The problem: Copy each of the entries below faithfully, setting aside any pictures.

Records shown:
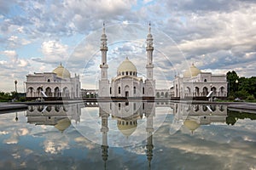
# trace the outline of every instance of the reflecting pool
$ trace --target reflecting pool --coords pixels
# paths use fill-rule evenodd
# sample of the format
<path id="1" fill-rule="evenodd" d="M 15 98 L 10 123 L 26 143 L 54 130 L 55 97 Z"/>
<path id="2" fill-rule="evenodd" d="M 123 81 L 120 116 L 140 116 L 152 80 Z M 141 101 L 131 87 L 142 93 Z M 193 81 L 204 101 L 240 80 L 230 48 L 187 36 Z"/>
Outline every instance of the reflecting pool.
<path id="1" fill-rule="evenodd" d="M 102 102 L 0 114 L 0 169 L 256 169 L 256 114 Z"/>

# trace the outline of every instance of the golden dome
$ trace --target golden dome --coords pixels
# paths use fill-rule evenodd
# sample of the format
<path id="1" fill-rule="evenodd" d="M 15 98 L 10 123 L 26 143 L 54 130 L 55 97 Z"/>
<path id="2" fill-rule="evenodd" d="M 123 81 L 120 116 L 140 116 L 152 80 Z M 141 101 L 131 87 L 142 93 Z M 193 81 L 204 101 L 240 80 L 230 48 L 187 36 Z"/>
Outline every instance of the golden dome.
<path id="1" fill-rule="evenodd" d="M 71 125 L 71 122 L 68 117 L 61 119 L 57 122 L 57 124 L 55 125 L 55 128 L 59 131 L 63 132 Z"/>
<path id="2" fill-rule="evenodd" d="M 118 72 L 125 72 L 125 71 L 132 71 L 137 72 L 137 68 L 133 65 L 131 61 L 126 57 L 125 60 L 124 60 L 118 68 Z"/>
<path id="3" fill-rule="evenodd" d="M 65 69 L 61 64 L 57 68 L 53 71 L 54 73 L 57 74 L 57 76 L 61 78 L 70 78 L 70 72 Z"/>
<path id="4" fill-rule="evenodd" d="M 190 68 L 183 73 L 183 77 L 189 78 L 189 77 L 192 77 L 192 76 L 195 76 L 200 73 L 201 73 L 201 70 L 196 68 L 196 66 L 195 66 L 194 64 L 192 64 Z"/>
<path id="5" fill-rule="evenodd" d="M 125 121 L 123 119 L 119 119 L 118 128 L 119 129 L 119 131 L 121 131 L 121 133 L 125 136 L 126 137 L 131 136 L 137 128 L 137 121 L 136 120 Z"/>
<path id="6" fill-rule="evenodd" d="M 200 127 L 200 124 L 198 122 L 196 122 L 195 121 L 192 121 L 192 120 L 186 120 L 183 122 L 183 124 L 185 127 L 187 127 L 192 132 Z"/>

Response to the exercise:
# trace the outline of every instance of the reflecting pool
$ trace --target reflecting pool --coords pixels
# paths use fill-rule evenodd
# sample of the format
<path id="1" fill-rule="evenodd" d="M 15 98 L 10 123 L 26 143 L 54 130 L 55 97 Z"/>
<path id="2" fill-rule="evenodd" d="M 123 81 L 120 116 L 140 116 L 152 80 Z M 141 101 L 131 87 L 142 93 Z M 193 81 L 204 101 L 240 80 L 230 48 L 187 36 Z"/>
Outline every instance of the reflecting pool.
<path id="1" fill-rule="evenodd" d="M 102 102 L 0 114 L 0 169 L 256 169 L 256 114 Z"/>

# trace the outline of every instance of the golden dome
$ trace --target golden dome --coords pixels
# paths use fill-rule evenodd
# sample of the format
<path id="1" fill-rule="evenodd" d="M 15 98 L 10 123 L 26 143 L 54 130 L 55 97 Z"/>
<path id="2" fill-rule="evenodd" d="M 123 81 L 120 116 L 140 116 L 152 80 Z M 141 101 L 131 87 L 142 93 Z M 193 81 L 204 101 L 240 80 L 230 48 L 187 36 Z"/>
Outline every instance of the golden dome.
<path id="1" fill-rule="evenodd" d="M 71 125 L 71 122 L 68 117 L 61 119 L 57 122 L 57 124 L 55 125 L 55 128 L 59 131 L 63 132 Z"/>
<path id="2" fill-rule="evenodd" d="M 118 72 L 125 72 L 125 71 L 132 71 L 137 72 L 137 68 L 133 65 L 131 61 L 126 57 L 125 60 L 124 60 L 118 68 Z"/>
<path id="3" fill-rule="evenodd" d="M 65 69 L 61 64 L 57 68 L 53 71 L 54 73 L 57 74 L 57 76 L 61 78 L 70 78 L 70 72 Z"/>
<path id="4" fill-rule="evenodd" d="M 190 68 L 183 73 L 183 77 L 189 78 L 189 77 L 192 77 L 192 76 L 195 76 L 200 73 L 201 73 L 201 70 L 196 68 L 196 66 L 195 66 L 194 64 L 192 64 Z"/>
<path id="5" fill-rule="evenodd" d="M 125 121 L 123 119 L 119 119 L 118 128 L 119 129 L 119 131 L 121 131 L 121 133 L 125 136 L 126 137 L 131 136 L 137 128 L 137 121 L 136 120 Z"/>
<path id="6" fill-rule="evenodd" d="M 200 127 L 200 124 L 198 122 L 196 122 L 195 121 L 192 121 L 192 120 L 186 120 L 183 122 L 183 124 L 185 127 L 187 127 L 192 132 Z"/>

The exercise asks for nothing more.